Stored data entries
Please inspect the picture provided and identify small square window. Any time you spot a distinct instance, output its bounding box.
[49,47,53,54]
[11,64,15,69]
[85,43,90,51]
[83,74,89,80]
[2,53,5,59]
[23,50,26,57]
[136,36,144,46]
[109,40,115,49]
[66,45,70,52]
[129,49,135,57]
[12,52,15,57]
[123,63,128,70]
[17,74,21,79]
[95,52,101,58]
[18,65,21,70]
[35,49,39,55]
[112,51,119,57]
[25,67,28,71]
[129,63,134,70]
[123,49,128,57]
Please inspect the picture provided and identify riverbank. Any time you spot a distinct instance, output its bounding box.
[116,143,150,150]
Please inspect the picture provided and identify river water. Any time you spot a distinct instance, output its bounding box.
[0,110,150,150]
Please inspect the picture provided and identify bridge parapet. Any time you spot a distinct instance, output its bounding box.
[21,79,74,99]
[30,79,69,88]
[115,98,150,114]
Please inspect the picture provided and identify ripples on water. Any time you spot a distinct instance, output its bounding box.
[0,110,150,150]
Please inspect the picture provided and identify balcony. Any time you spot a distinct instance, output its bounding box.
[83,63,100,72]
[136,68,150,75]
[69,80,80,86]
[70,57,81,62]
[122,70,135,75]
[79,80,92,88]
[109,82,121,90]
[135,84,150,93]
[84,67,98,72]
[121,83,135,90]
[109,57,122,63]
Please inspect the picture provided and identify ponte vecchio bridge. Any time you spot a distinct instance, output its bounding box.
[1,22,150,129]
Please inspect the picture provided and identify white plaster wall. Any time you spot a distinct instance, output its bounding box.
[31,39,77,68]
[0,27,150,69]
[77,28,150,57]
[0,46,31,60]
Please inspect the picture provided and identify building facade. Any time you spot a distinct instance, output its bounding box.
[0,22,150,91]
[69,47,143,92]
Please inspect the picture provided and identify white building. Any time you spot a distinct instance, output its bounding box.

→ **TASK GOAL**: Nothing in the data should be altered; please repeat it exactly.

→ **RESPONSE TO THIS TASK**:
Please inspect the picture provided and identify small square window. Any time you spot a distinct instance, output its bounding box.
[49,47,53,54]
[11,64,15,69]
[85,43,90,51]
[83,74,89,80]
[2,53,5,59]
[23,50,26,57]
[136,36,144,46]
[109,40,115,49]
[66,45,70,52]
[129,49,135,57]
[12,52,15,57]
[123,63,128,70]
[17,74,21,79]
[95,52,101,58]
[18,65,21,70]
[35,49,39,55]
[112,51,119,57]
[25,67,28,71]
[129,63,134,70]
[123,49,128,57]
Please inspect the picture provided and identify riverbank. Any time you spot a distinct instance, output its bounding box.
[116,143,150,150]
Please inspect the picture provided and identify river water. Any time you spot a distinct instance, output its bounding box.
[0,110,150,150]
Please inspect the picture provided and identify bridge parapet. Any time you spot a distinct instance, output its bounding box.
[21,79,74,99]
[30,79,69,88]
[115,98,150,114]
Please inspect the picture provided and identify ripples on water. Any time you spot a distinct instance, output its bounding box.
[0,110,150,150]
Please inspect the picture provided and identify balcony. Any time you spot a distinct instance, output its bounding box.
[83,63,100,72]
[136,68,150,75]
[69,80,80,86]
[70,57,81,62]
[122,70,135,75]
[79,80,92,88]
[109,82,121,90]
[135,84,150,93]
[84,67,98,72]
[121,83,135,90]
[109,57,122,63]
Please inspect the picture provided and identify ponte vecchio bridge. Any time you spot a distinct instance, output its bounding box.
[1,22,150,129]
Please inspect the picture provided and identify white plaster wall. Any time you spot a distinct instance, output its bounding box.
[31,39,77,68]
[0,27,150,69]
[77,28,150,57]
[0,46,31,60]
Please inspect the picture provided and identify building facade. Any time you spot a distinct instance, output its bounding box.
[0,22,150,91]
[69,47,143,92]
Please inspect the picture provided and identify white building. Any time you spot a distinct instance, output its bounding box.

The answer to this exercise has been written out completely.